START PROVIDED PASSAGE
In a phone call Wednesday afternoon, Nelson said Washington misrepresented his position with Lassis Inn when they initially began discussing reopening the restaurant. When he drafted the contract, Nelson said, he was under the impression Washington owned the business outright.
“He told me he was the owner. He’s not,” Nelson said. He said that Washington later admitted that the restaurant was owned by another family and that his position was managerial.
The legendary blue building that has housed Lassis Inn since 1931 is located at 518 E. 27th St. According to Pulaski County property records, the property is owned by a person named Joe Watson, with a mailing address in Southfield, Michigan. That’s the same name as one of the founders of Lassis Inn, Joe Watson, who started the restaurant 119 years ago with his wife, Molassis.
When reached by phone on Thursday, Washington declined to comment on Nelson’s claim that he did not own the business and declined to name the owners of the property or the business.
In a separate phone call, Washington’s attorney, Darren O’Quinn, said it was his understanding that the building is owned by members of the founding owners’ family and that Washington has leased the building and run the business for more than 30 years. Washington owns much of the restaurant’s equipment, he said.
Joe and Molassis Watson founded Lassis Inn in 1905 as a sandwich shop (the name “Lassis” is short for “Molassis”). According to the Encyclopedia of Arkansas, sales rapidly increased when Joe Watson later added catfish to the menu. The couple initially ran the business out of their home before moving to the building at 518 E. 27th St.
Daisy Bates was known to have frequent meetings at the restaurant in the years leading up to the desegregation of Central High School in 1957. Its catfish and fried buffalo ribs (buffalo being a bottom-feeding freshwater fish, not bison, as Max Brantley put it) are the stuff of legend. So is the “no dancing” sign Washington felt compelled to put up. The short story, according to former Arkansas Times editor Lindsey Millar: People kept getting buck wild and breaking the sinks in the ladies room.
END PROVIDED PASSAGE
START GIVEN INFORMATION
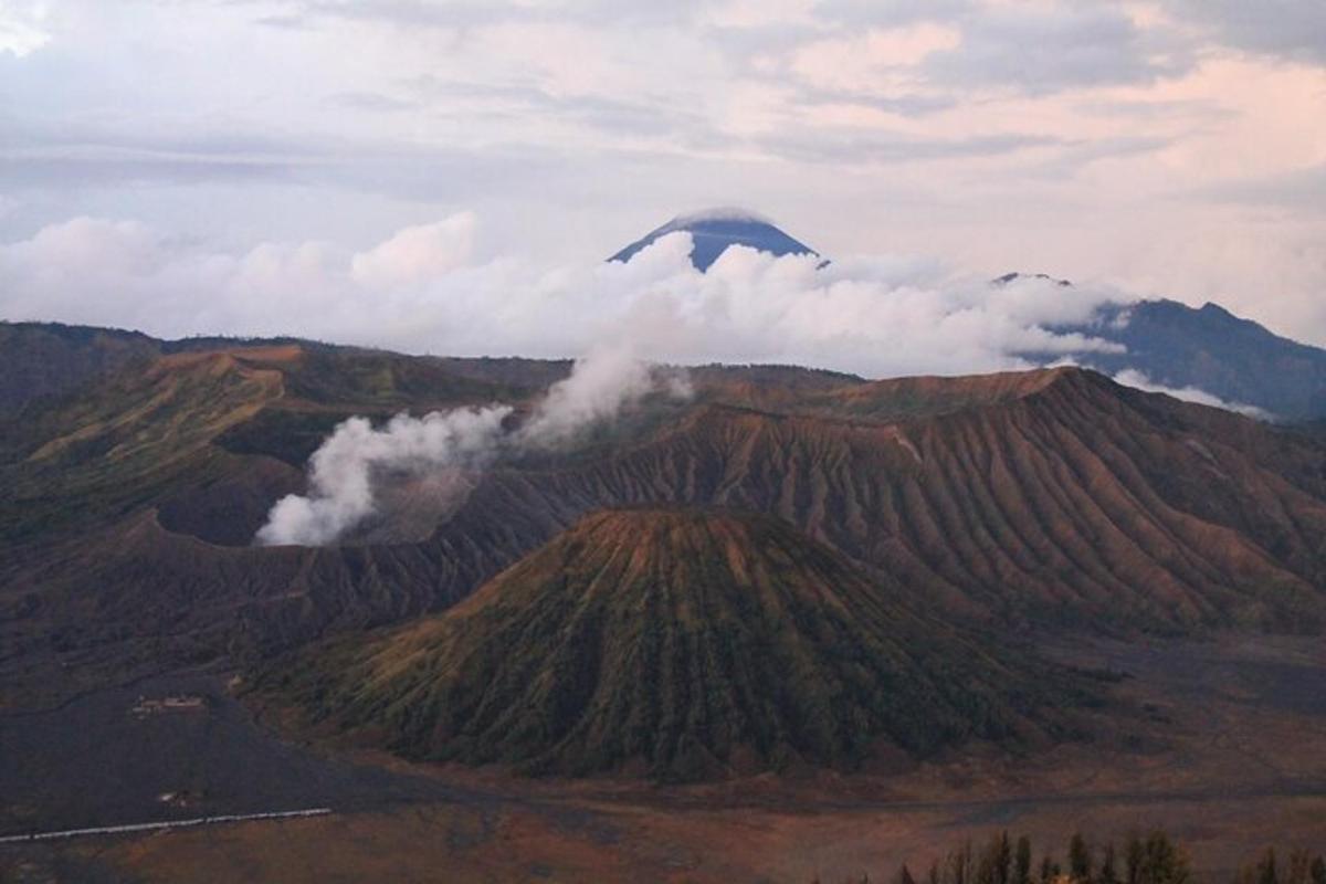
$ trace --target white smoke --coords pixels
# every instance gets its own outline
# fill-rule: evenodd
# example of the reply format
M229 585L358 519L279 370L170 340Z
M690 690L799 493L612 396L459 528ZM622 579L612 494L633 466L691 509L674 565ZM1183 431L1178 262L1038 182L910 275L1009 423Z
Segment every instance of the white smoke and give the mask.
M446 355L564 358L622 341L651 362L781 362L880 378L1111 349L1050 329L1130 300L1036 278L991 286L988 274L896 256L834 256L821 269L813 256L733 247L700 273L688 233L626 264L545 268L518 256L476 260L475 224L452 216L357 253L296 243L229 254L78 219L0 245L0 317Z
M496 453L501 424L512 408L456 408L423 417L396 415L381 429L350 417L309 459L309 493L286 494L268 513L257 542L322 546L375 509L375 473L480 469Z
M504 404L423 417L400 414L381 429L367 417L350 417L309 459L309 493L277 501L255 541L264 546L333 543L378 512L377 492L385 477L472 473L503 451L561 445L655 388L688 395L676 375L651 370L627 349L599 347L578 359L570 376L553 384L516 431L505 428L514 410Z
M1257 420L1270 420L1274 417L1265 408L1258 408L1257 406L1249 406L1242 402L1228 402L1220 396L1207 392L1200 387L1167 387L1159 384L1146 375L1143 371L1136 368L1124 368L1123 371L1114 375L1115 383L1120 383L1124 387L1134 387L1136 390L1144 390L1147 392L1163 392L1167 396L1174 396L1175 399L1181 399L1183 402L1192 402L1199 406L1212 406L1215 408L1224 408L1225 411L1235 411L1240 415L1246 415L1248 417L1256 417Z
M517 443L536 448L565 443L582 427L611 419L623 404L638 400L654 386L654 372L630 350L597 347L575 362L566 380L549 388L517 435Z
END GIVEN INFORMATION
◆ **LIST OF TASKS**
(A) In the Lassis Inn passage, what is the name "Lassis" short for?
(B) Continue the Lassis Inn passage from its last sentence.
The records come from a separate source unrelated to the text.

◆ **TASK RESPONSES**
(A) Molassis.

(B)
Whether Washington owns the business or not, he kept the lights on for more than 30 years and has slung more buffalo fish than probably anyone in the state. He was at the helm when the restaurant was inducted into the inaugural class of the Arkansas Food Hall of Fame in 2017 and when it became the second Arkansas restaurant (joining Jones Bar-B-Q Diner in Marianna) to receive an America’s Classics Award from the James Beard Foundation.
Nelson said he helped pay some of the restaurant’s outstanding bills, mowed the grass and cleaned part of the interior to get it ready to reopen. He said he wanted to reopen the business to “bring something positive back to the community.” He told Arkansas Business that the reason his check bounced is because “he had to pay a cleaning company and pay other bills in order to prepare the restaurant for an inspection.”
He said Washington didn’t lose anything in the deal.
“No equipment was taken. I paid some bills, cleaned, and that is the truth,” he said. “I’m hating that a 120-year-old Black-owned establishment is being drug through the mud with me behind it.”
The Arkansas Democrat-Gazette reported that Nelson appeared in Sherwood District Court on Tuesday about a different legal matter. He entered an innocent plea to a Class B theft charge after being arrested about five weeks ago on charges of accepting $150,000 from a Sherwood woman to do home construction work that was never started.
In 2022, Nelson and his businesses Hawgs Blues Cafe and I Sell 4 U Auto Sales, LLC were ordered by a Pulaski County jury to pay $43.6 million to Richard F. Toll, who is in his 90s. When Toll was 89, he filed a lawsuit accusing Nelson of defrauding him of millions of dollars over the course of a few years. According to the suit, Nelson first borrowed $10,000 from Toll for Hawgs Blues Cafe and kept returning “with manipulative lies and fabrications to entice more and more money from Toll.” The jury awarded $4.6 million to Toll in compensatory damages and $39 million in punitive damages.